======== Data to use
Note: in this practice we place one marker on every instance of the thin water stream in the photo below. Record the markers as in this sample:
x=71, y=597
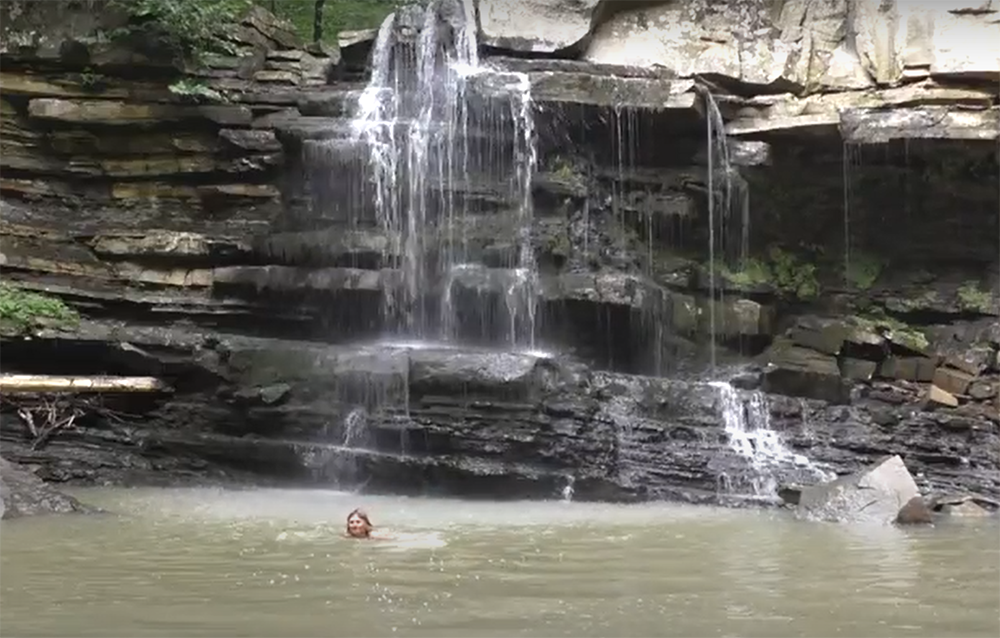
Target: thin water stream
x=272, y=563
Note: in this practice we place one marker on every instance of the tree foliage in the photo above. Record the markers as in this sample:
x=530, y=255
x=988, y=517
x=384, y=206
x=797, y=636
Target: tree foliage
x=337, y=15
x=191, y=26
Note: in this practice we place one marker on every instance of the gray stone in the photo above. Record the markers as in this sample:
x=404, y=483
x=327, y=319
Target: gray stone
x=539, y=26
x=872, y=495
x=915, y=512
x=24, y=494
x=951, y=380
x=982, y=390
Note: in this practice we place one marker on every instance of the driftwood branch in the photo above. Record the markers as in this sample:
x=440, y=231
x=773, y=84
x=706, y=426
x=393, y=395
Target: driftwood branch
x=49, y=404
x=35, y=383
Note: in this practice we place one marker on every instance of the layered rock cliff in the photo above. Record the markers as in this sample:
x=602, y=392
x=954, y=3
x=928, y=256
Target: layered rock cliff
x=809, y=187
================
Examine the records and pull out every line where the string "above" occurs.

Note: in this practice we place one marker on every instance of the tree foliage in the photo above. Record the markers as in this sample:
Note: in this practice we place one marker on every instance of the gray stone in the photo above. Record the markers as in this sample:
Note: in this practice we place one marker on every instance of the driftwood branch in the photo above. Record the markers as in this sample:
Note: in this practice we place one marker on every instance of the layered rock cliff in the photo above. Record the markers as in this sample:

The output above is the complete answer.